--- Metin bölümü ---

Gelişmelerin yönünü gösteren grafik çizgilerinin ucu kimi zaman ok biçiminde olur. Yukarı dönükse "trend" iyi, aşağıya bükükse durum yaştır.
Haziran aylarının ikinci yarısında çevremdekilerin çoğu "yaz geldi, okullar kapandı, tatil başlıyor" diye keyiflenirken benim gönlüm hüzünlenir. Tatili değil, günlerin kısalmaya başlayacağını düşünürüm.
Yılın bu döneminde ise ters yönde bir aykırılıkla iyimserliğim artıyor. Kış bastırdı diye kasvet mi çökmekte ruhunuza? Aklınıza gelmiyor herhalde: yarından sonra günler uzamaya başlayacak!
***
"Bana ne takvim dönemeçlerinden!" diyenler olacaktır.
"Ülke ne durumda, ona bakalım."
Tamam, bakalım. Ama hangi ölçüyü kullanacağız? Neye ve kime göre iyi ya da kötü durumdayız?
Batı karşısındaki komplekslerimizin etkisinde kalmadan bunu kestirebilenimiz çok az. En akıllı saydığım dostlardan biri geçen gün bayramlarımızın çokluğundan ve her birinin öncesinde
"budalaca bir kargaşa" yaşamamızdan yakınıyordu:
"İnsanlar yollara dökülüp birbirlerini eziyorlar. Millet havaalanlarında, tren istasyonlarında perişan oluyor."
Arkadan
"Avrupa'ya göre geriliğimizden en çok öyle günlerde utanıyorum" demez mi!
***
Önümüzdeki cuma Batılıların en özel günü: Noel. Onu kutlayacağız diye -budalaca demeyeyim- çocukça kargaşanın daniskasını haftalardır yaşamaktalar.
Bütçe zorlayarak uzun listelerdeki kişilere armağan almak için alışveriş merkezlerini turlamalar... Her yıl kullanılmış basmakalıp laflarla daha uzun listelerdekilere
"şen" Noel dileme notları yazarken
"Bıktım bu angaryadan" diye söylenmeler... Aynı
"geleneksel" müzik tıngırtılarını bininci kere dinlemekten gına getirmeler... Noel Baba kılığına girip çocuk kandırma soytarılıkları.. Yıl boyunca ihmal edilmiş aile yakınlarına muhabbet ziyareti uğruna tıkanık yollarda ve terminallerde sürünmeler...

---

◆ Görevler:
A) Takvim ve Noel üzerine yazıda yazar, haziran aylarının ikinci yarısında neyi düşündüğünü belirtmektedir?
B) Aşağıdaki ifadelerin takvim ve Noel üzerine yazıyla uyuşup uyuşmadığını, her biri için evet ya da hayır diyerek ve yazıdaki belirleyici sözleri aynen aktararak belirtiniz: (i) Yazar, haziranın ikinci yarısında tatil düşüncesiyle keyiflenir. (ii) Noel önümüzdeki cuma günüdür. (iii) Yazarın bir dostu, bayramlardan önce yaşanan kargaşadan yakınıyordu.
C) Takvim ve Noel üzerine yazıyı kaldığı yerden devam ettiriniz.

--- Veri kümesi satırları ---

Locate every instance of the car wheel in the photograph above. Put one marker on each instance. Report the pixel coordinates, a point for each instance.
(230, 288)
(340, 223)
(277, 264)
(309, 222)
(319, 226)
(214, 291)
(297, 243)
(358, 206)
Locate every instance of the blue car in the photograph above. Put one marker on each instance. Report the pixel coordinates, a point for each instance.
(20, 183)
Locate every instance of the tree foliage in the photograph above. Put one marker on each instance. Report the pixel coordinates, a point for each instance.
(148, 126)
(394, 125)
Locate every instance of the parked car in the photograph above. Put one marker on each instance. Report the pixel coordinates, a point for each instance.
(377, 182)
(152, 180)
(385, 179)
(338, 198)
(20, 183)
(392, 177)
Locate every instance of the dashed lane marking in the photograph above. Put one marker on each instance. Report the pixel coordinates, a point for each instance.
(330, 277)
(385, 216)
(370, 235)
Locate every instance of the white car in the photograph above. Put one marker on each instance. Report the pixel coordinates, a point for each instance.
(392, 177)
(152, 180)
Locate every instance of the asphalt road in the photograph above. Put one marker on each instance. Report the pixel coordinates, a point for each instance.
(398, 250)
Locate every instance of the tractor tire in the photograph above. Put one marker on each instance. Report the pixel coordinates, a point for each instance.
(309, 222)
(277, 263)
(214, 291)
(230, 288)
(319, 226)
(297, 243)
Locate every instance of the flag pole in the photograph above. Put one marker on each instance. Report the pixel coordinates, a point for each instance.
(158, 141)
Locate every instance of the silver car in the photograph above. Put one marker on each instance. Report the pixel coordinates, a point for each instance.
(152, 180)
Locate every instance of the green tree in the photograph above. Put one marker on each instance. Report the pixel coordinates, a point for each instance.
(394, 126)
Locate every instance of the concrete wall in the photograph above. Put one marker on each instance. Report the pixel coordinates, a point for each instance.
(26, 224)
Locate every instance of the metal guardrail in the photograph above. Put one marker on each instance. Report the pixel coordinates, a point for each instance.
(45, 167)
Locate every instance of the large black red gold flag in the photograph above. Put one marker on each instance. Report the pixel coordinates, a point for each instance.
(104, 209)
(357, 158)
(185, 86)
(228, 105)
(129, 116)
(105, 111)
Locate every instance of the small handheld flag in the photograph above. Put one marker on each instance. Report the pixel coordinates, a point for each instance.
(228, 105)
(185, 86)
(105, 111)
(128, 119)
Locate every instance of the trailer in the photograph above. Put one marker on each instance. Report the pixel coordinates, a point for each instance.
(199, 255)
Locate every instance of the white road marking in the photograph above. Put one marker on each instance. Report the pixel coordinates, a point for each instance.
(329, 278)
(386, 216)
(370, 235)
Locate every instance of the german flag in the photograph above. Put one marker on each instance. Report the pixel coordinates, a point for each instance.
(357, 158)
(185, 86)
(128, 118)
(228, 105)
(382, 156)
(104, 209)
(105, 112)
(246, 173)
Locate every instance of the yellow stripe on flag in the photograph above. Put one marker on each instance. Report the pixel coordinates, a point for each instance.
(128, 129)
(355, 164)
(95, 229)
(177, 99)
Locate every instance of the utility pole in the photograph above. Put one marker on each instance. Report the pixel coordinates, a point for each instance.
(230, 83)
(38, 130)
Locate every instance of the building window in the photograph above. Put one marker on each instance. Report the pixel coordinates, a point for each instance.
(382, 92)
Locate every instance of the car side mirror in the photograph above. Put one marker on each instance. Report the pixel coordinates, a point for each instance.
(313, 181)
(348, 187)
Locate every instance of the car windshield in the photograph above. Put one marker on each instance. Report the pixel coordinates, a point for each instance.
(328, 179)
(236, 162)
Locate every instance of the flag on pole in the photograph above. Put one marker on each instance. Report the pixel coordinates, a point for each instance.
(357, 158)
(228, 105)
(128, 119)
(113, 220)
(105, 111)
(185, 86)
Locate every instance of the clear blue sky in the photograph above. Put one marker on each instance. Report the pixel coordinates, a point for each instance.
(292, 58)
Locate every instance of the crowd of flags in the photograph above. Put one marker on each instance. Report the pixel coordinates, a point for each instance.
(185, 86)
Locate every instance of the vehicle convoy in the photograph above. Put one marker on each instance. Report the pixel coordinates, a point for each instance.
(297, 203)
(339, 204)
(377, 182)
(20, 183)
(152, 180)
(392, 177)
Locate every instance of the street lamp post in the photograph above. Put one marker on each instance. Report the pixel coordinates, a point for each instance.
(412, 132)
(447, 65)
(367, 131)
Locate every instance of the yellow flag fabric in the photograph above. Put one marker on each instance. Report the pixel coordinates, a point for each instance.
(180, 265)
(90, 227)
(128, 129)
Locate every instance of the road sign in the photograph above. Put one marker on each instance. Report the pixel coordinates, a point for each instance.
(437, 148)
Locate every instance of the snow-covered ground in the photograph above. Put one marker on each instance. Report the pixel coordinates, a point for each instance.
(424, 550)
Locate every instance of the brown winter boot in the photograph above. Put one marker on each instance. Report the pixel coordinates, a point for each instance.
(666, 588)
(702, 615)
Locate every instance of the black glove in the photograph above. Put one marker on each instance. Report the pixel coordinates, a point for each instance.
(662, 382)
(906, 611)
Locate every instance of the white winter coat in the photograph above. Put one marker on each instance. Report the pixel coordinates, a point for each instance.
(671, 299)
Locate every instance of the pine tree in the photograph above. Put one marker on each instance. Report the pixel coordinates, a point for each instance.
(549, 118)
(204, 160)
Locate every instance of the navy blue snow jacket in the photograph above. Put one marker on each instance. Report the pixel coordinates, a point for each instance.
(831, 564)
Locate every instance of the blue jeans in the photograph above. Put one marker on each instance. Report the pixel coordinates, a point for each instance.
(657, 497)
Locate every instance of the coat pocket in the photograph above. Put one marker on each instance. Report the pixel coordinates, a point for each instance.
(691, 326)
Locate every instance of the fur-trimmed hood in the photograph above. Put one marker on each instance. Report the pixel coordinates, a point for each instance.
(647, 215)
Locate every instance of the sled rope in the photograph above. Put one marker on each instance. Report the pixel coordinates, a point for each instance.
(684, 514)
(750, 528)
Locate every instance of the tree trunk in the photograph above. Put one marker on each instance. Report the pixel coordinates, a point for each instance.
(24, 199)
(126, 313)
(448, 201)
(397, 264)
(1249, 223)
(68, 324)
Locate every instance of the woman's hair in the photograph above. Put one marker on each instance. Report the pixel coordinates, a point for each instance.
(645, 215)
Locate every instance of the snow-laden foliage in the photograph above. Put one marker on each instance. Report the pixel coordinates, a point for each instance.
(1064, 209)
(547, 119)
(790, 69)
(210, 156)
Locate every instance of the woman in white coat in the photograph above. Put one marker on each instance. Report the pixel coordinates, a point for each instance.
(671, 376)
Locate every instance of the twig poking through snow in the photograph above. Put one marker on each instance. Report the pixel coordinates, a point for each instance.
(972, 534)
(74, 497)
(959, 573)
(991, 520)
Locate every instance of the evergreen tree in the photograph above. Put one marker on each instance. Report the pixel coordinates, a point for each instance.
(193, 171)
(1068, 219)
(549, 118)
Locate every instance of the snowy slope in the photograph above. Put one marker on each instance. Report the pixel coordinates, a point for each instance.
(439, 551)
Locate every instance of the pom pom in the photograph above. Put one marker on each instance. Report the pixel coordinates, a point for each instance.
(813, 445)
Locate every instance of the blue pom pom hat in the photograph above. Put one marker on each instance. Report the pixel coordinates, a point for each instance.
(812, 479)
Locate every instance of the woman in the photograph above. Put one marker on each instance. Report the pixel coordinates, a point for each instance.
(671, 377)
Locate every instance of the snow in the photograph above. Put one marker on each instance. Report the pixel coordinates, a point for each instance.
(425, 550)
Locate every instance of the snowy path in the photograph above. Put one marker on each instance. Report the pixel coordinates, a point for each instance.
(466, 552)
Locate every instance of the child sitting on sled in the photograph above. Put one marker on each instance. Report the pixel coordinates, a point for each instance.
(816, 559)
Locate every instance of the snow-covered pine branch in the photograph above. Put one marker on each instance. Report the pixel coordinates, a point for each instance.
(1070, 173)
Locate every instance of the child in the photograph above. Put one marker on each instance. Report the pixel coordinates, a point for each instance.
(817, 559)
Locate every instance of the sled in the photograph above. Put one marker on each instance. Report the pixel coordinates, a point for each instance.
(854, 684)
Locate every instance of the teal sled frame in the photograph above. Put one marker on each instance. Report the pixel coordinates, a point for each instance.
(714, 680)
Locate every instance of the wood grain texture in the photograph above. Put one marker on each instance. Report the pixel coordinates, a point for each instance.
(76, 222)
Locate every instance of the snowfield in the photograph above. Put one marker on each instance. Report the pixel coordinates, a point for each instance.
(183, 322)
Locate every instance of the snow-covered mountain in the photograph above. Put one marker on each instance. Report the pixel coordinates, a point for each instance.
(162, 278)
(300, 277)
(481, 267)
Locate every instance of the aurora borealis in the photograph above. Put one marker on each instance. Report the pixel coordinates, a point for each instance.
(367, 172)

---

◆ Görevlere göre yanıtlar:
A) Günlerin kısalmaya başlayacağını düşünür.

B)
(i) Hayır: «çevremdekilerin çoğu "yaz geldi, okullar kapandı, tatil başlıyor" diye keyiflenirken benim gönlüm hüzünlenir»
(ii) Evet: «Önümüzdeki cuma Batılıların en özel günü: Noel.»
(iii) Evet: «her birinin öncesinde "budalaca bir kargaşa" yaşamamızdan yakınıyordu»

C)
İki akşamdır Avrupa televizyon kanallarının haber bültenlerini izlerken insanların ulaşım çilelerini gördükçe merhamet damarlarım kabarıyor.
Karlı dağ yamaçlarında zincirleme kazalar... En sıkışık günlere denk getirilmiş grevler yüzünden havaalanlarında geceleyen yolcular... Aktarma aksaklıkları aşılamayınca, geldiği yere geri gönderilen, öfkeden görevlilere saldıran, saçı sakalı birbirine karışmış adamlar...
Ya teknoloji harikası Manş Tüneli'ndeki
"tren kazası?" İki ucundan çıkabildikçe yerlere kapanıp toprağı öpen kadınlar ağlaşıyordu.
Yetkililer arıza nedeninin
"hava muhalefeti" olduğunu söylediler. Tünel içinde muhalif hava bulunduğunu yeni duydum. Oradaki ısının dışarıdakinden çok yüksek olmasıymış mesele.
Demek İngiliz ve Fransız mühendisleri aralık ayı sonunda Manş kıyılarındaki kışın çok soğuk yapabileceğini düşünmemişler!
***
Bunlar günlük yaşam ayrıntıları.
"Arızi haller." Kendi durumumuzla oradakiler arasında kıyaslama yaparken genel
"trendler" hesaba katılmalı tabii.
İnanmakta güçlük çekeceksiniz ama, o kıstasla da Batı'nın encamı bizimkinden parlak değil.
En büyük buluşları olan kapitalizmi akıllıca kullanamayıp gezegeni berbatladılar. Düzeltme telaşıyla yaptıkları Kopenhag toplantısından aldıkları sonucu gördünüz.
Frensiz kazanç hırsıyla yüzlerine gözlerine bulaştırdıkları ekonomilerini toparlamaya başladıklarını söylüyorlar. Kısa vadeli siyasal avanta peşindeki liderlerin seçmen uyutmak için uydurdukları palavra. Düzelme görüntüsünün gerisindeki devasa borç balonları er geç patlayacak. Batı'nın grafik çizgisini daha da aşağıya bükecek bunalımlar kaçınılmaz.
Yüzeydeki çalkantılar ne olursa olsun, Türkiye'nin temeldeki gelişim gücü ise çizgimizi yükseltiyor. Bunu göremeyen
"gayrikabil-i tedavi" Batı hayranlarımızdan kimileri cuma günü kiliseye gideceklerdir yine.
Onlara şen Noeller!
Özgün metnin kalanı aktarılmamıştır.